- OBJECTIVE
Leave out any pictures and transcribe all other data below exactly.

--- Begin SUPPLIED INFORMATION ---

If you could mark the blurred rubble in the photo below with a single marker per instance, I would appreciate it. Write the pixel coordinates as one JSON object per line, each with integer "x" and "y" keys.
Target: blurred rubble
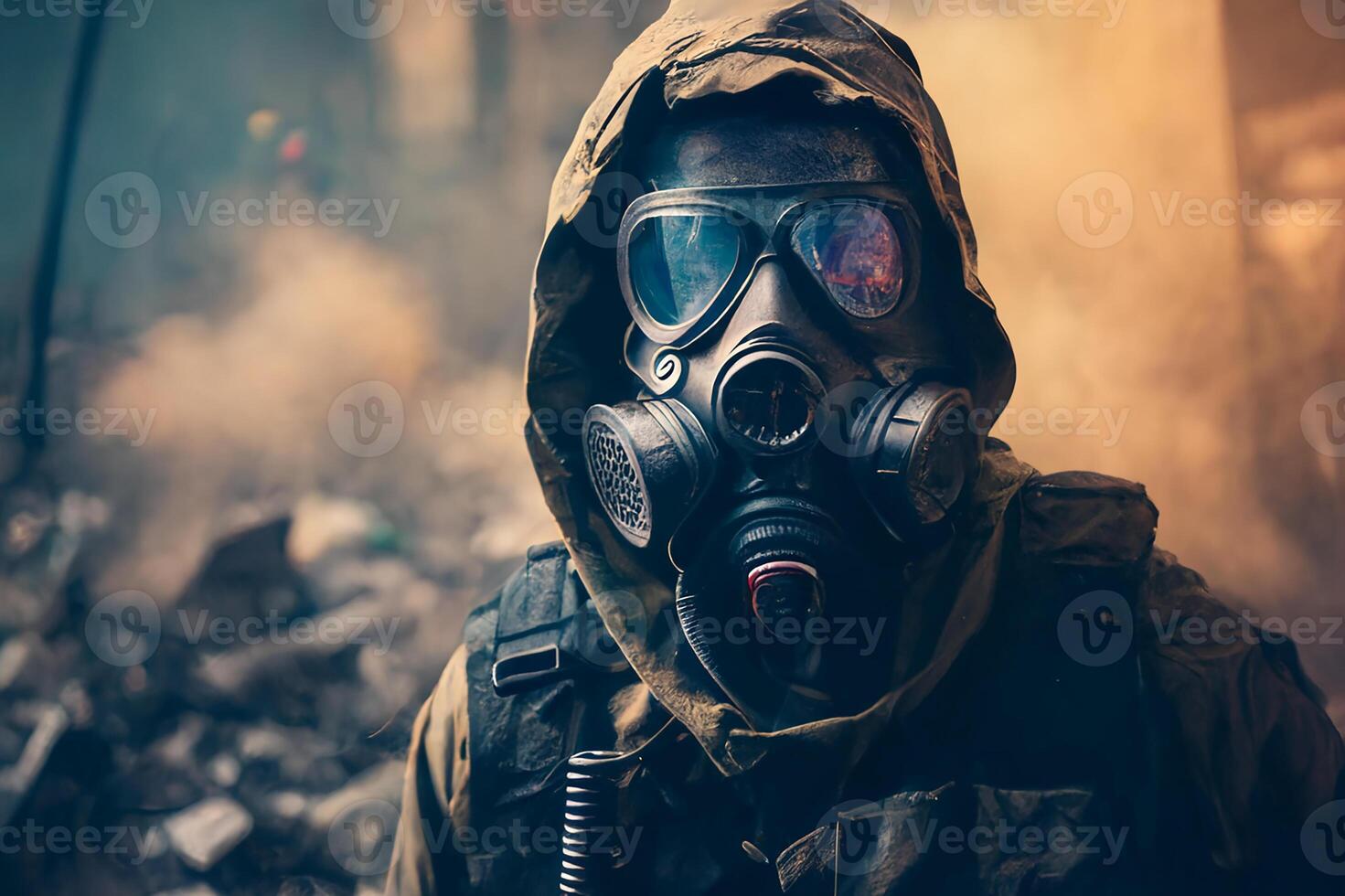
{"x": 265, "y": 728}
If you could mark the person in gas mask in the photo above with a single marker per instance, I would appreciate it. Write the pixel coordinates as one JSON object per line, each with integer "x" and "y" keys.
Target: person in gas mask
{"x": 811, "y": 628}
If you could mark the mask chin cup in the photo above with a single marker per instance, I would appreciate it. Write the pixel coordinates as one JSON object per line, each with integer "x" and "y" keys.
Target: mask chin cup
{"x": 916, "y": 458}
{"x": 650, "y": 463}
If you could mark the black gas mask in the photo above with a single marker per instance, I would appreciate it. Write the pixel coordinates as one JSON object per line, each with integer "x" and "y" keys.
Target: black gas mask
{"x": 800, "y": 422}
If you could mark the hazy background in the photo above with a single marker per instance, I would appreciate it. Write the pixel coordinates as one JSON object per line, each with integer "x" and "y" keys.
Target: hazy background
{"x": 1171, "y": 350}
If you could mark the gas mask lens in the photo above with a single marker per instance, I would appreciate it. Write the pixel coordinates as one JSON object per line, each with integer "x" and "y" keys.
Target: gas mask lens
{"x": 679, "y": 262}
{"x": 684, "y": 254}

--- End SUPPLIED INFORMATION ---

- REPLY TO THE TASK
If you could mark the blurred rubble in the photo below with a single marker per instance, I would appreciate it. Write the pixel coordinates as one JSON object per line, each with integer "x" and "y" keys.
Target: blurred rubble
{"x": 265, "y": 728}
If you could mark the person in gas mask in the photo above with a single marker per instance, I would appreciate it. Write the pixel coordinates as one JSON object per line, each with integer "x" and "y" keys.
Target: person in gas mask
{"x": 811, "y": 628}
If you could mark the mask chin cup in the photo above with a single marker per instance, I would appreciate it. Write the pixel coordinates as one JSON object per line, each with integer "x" and "y" keys.
Target: mask chin cup
{"x": 916, "y": 458}
{"x": 650, "y": 463}
If you could mark the black gas mask in the photo above with a single marker per instance, I would appreciate it. Write the pixel coordinates as one JSON object per line, each with integer "x" and "y" keys.
Target: black gas mask
{"x": 800, "y": 422}
If you could mark the hazy background in the photo above with a single marker per instance, I would appreciate it. Write the pixel coordinates as one JSON object per line, each with integer "x" and "y" keys.
Target: hazy background
{"x": 1171, "y": 350}
If you could mark the gas mask lens in the photo above with a single marker per instance, I would appreciate it. Write the pixel coordinates as one JSON object per line, each with integer "x" and "y" keys.
Target: gas mask lens
{"x": 679, "y": 262}
{"x": 684, "y": 254}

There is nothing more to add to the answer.